### TASK PROMPT
Please reproduce the entries that follow without a single difference.

Point localization data:
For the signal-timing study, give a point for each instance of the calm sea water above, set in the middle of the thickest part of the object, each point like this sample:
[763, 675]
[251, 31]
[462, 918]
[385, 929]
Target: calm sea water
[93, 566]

### OUTPUT
For the signal-timing study, give a point for each instance of the calm sea water above, set in the middle of the thickest part of the object, each point like this sample:
[763, 675]
[251, 31]
[462, 918]
[385, 929]
Target: calm sea water
[93, 566]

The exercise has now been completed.